▶ [WHAT NEEDS TO BE DONE]: The records that follow are to be given again exactly. Do not carry over any image.

Natural language region descriptions

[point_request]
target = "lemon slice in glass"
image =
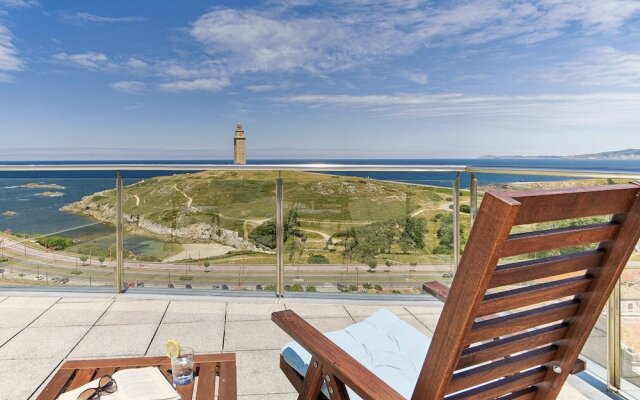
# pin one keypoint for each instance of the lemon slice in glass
(172, 348)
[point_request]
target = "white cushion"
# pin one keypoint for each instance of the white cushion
(387, 346)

▶ [RESULT OF THE EXERCISE]:
[point_request]
target = "lemon slice in glass"
image =
# pin one keypoint for each instance of the lemon slice in glass
(172, 348)
[point_request]
target = "white cushion"
# pin one keypoint for each instance of the white cushion
(387, 346)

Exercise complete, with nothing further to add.